**About this task**
Please return only the lines from the one holding "Point to the flower center." through the one holding "Point to the open", exactly as they appear in the records below, both ends included.

**The data**
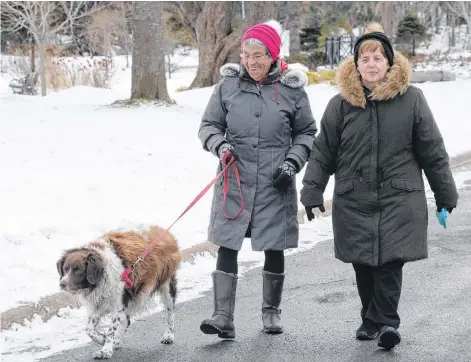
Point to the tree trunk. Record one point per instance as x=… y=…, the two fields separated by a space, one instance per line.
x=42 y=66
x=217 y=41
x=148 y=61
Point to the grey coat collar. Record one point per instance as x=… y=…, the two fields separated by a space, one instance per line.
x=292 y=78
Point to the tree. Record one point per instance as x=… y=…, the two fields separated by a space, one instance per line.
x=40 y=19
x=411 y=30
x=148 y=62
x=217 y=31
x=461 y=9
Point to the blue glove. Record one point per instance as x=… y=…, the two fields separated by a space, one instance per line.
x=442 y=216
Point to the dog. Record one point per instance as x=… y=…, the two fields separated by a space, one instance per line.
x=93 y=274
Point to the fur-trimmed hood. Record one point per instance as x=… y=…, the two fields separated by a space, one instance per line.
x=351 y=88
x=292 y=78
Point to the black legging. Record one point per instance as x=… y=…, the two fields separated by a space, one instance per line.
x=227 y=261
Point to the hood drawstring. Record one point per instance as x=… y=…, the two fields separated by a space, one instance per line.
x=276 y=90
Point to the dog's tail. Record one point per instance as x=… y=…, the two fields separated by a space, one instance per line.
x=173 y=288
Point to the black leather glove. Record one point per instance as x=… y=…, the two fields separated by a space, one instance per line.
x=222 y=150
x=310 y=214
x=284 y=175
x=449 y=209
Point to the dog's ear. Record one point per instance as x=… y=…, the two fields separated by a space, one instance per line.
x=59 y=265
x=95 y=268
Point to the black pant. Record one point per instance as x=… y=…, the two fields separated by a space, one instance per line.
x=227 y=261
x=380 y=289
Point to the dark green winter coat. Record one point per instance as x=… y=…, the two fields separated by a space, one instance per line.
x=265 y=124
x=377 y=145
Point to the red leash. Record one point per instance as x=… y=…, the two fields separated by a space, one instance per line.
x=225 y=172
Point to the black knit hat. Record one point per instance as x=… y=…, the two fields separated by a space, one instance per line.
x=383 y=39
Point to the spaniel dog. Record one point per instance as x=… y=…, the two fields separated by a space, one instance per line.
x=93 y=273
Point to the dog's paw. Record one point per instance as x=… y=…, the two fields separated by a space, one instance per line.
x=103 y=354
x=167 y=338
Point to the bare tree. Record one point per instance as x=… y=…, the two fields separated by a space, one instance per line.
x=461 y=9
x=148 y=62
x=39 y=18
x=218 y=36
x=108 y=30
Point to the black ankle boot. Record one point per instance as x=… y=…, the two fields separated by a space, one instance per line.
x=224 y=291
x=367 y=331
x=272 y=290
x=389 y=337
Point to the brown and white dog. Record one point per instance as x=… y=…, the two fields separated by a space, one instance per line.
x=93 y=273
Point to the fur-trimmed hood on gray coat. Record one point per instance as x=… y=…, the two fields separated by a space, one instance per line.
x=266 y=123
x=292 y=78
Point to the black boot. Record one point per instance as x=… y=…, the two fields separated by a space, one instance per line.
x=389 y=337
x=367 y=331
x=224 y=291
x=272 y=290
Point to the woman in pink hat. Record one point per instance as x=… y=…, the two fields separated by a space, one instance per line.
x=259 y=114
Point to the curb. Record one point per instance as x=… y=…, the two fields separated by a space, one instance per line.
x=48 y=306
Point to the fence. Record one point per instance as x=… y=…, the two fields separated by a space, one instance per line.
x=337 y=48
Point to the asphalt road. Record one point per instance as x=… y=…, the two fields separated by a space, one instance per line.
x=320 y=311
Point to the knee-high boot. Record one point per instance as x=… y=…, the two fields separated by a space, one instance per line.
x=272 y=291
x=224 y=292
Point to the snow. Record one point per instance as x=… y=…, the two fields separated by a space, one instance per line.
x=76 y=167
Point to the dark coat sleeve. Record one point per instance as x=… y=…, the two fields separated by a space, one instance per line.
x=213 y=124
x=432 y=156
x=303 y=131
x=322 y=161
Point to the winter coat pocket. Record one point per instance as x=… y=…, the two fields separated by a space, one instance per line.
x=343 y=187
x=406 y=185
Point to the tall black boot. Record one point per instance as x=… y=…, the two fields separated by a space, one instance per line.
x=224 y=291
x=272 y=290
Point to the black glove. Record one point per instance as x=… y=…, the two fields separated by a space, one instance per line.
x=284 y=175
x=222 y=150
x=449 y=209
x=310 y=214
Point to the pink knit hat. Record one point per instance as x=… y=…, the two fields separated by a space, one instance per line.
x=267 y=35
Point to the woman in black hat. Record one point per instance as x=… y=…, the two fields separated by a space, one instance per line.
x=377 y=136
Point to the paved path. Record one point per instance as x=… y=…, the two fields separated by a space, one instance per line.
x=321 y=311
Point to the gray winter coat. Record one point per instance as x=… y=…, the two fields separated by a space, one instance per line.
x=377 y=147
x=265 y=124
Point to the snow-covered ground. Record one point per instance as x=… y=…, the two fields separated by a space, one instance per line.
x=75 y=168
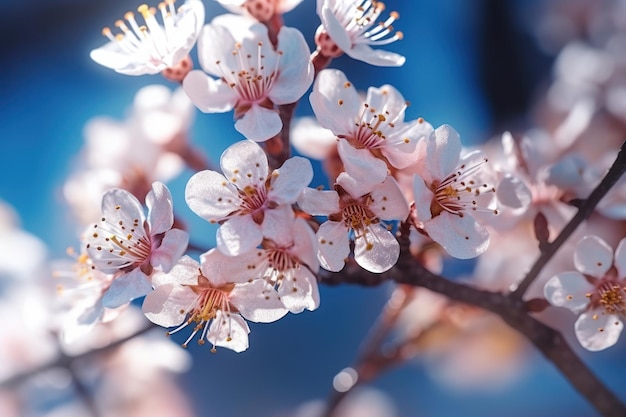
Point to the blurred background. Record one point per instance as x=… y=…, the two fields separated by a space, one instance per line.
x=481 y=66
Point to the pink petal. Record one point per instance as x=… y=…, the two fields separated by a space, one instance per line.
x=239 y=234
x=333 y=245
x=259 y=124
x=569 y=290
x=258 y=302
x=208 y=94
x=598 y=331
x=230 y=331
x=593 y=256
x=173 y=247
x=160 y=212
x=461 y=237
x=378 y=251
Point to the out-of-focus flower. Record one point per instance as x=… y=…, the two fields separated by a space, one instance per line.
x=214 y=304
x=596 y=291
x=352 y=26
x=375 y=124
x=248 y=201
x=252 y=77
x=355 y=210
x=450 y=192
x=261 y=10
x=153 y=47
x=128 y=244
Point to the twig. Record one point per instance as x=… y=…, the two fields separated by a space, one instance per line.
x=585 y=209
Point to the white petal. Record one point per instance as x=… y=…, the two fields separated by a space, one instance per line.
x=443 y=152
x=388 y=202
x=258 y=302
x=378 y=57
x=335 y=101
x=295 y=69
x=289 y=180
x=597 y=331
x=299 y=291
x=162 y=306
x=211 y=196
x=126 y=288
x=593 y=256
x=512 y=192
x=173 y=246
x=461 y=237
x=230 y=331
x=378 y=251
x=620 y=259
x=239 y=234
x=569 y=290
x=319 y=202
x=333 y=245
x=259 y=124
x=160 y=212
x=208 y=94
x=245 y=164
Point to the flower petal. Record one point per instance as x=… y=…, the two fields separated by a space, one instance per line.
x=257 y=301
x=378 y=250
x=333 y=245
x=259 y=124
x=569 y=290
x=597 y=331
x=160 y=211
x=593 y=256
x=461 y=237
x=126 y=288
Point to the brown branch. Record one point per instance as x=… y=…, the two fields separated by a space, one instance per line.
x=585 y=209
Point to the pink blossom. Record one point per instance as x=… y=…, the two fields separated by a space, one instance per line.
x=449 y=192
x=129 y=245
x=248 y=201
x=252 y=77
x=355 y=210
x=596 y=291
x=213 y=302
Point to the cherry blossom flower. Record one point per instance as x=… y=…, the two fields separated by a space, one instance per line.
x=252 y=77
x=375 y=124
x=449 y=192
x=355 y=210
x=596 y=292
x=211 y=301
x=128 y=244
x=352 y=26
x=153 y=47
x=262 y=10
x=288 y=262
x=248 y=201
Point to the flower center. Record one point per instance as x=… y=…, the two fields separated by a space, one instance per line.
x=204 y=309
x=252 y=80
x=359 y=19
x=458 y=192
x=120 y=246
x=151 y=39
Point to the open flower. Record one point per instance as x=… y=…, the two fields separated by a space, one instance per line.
* * *
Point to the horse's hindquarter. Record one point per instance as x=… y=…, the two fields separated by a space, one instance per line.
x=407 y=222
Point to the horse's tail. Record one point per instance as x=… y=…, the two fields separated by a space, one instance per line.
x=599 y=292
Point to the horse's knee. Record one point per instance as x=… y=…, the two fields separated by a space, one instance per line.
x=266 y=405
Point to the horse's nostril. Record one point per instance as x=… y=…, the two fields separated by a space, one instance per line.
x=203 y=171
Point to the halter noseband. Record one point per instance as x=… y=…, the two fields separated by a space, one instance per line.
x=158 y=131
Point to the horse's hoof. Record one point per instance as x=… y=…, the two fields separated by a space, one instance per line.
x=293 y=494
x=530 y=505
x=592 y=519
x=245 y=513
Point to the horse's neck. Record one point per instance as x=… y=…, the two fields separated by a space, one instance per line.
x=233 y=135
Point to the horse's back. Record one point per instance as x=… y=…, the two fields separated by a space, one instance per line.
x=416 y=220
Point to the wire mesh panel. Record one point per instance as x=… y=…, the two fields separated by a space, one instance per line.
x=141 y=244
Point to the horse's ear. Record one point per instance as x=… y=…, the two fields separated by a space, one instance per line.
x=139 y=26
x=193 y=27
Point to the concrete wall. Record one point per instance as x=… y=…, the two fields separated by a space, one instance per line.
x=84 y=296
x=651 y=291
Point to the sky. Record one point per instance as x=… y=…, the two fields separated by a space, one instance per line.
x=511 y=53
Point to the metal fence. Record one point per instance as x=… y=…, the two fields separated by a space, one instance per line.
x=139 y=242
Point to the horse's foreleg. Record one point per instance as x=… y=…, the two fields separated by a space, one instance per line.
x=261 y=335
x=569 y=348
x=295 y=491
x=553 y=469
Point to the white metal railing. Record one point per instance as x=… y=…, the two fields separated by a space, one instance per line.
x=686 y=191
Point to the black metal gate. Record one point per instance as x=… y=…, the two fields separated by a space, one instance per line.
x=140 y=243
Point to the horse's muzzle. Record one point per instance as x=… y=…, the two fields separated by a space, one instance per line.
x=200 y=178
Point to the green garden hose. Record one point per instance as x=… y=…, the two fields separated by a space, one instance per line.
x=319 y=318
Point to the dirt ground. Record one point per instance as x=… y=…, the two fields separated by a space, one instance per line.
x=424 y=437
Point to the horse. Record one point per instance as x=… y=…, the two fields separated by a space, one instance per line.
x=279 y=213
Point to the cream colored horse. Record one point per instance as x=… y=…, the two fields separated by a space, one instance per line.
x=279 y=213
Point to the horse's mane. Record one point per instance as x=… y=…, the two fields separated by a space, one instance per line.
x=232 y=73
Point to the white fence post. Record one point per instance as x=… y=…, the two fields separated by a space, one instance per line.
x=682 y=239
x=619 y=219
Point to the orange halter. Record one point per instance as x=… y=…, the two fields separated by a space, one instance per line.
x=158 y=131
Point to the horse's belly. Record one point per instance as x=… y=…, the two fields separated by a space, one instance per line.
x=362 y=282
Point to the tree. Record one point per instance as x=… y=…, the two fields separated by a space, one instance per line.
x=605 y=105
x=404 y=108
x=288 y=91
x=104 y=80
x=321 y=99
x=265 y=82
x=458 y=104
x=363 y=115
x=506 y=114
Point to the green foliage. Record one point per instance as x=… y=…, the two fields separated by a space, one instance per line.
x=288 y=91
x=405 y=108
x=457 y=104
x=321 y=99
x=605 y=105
--
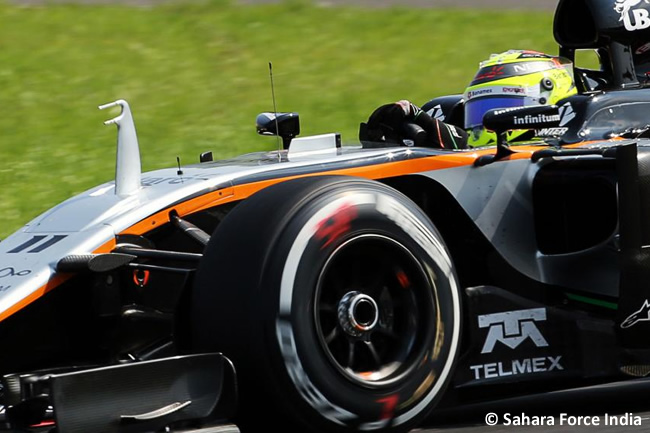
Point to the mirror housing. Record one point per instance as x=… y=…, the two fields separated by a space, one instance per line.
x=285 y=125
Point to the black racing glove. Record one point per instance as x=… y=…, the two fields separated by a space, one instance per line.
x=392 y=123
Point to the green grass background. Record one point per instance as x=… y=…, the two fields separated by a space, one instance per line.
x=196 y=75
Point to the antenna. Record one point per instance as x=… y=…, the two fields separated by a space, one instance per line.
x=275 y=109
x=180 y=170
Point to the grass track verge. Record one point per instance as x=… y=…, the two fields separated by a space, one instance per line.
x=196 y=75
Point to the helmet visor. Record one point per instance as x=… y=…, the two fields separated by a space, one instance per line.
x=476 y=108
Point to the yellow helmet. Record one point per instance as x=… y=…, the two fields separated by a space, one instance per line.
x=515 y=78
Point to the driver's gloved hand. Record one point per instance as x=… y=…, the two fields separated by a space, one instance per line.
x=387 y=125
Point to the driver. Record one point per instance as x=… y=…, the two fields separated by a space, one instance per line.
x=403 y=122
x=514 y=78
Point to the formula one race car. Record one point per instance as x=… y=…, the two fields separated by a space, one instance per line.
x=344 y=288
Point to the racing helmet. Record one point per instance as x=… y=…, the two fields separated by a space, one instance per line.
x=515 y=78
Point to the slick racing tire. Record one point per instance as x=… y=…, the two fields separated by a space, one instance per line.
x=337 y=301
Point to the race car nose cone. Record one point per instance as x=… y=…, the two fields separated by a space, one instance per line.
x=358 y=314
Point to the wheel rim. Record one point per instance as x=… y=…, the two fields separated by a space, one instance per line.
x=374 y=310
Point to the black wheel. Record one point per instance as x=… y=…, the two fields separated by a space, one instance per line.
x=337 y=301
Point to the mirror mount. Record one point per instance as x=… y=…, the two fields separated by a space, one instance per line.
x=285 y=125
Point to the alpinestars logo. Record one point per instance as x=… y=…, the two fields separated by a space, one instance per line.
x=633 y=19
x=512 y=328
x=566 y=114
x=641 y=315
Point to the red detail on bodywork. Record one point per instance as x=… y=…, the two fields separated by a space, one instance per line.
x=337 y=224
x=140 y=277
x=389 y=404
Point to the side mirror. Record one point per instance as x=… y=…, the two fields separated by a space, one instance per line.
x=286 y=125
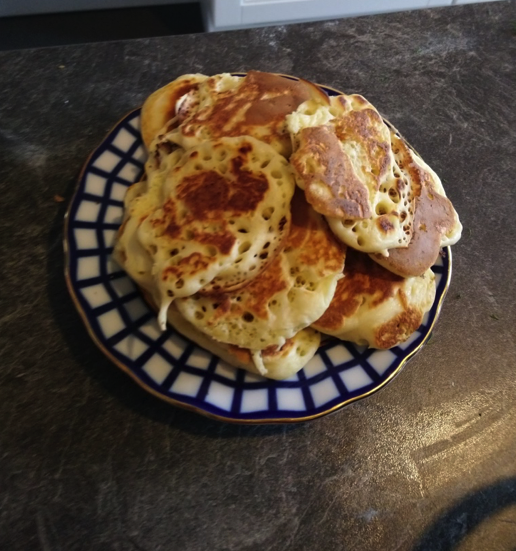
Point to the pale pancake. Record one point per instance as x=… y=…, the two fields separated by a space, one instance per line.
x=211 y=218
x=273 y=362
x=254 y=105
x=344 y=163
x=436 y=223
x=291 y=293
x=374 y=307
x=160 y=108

**Result for this task**
Point to the flower center. Record one point per instance as x=… y=…, the two fields separated by a space, one instance per line.
x=204 y=309
x=252 y=80
x=359 y=19
x=458 y=192
x=120 y=246
x=151 y=39
Point to the open flower. Record one point per instance as x=… y=…, the two fields separated by a space, one instance per line.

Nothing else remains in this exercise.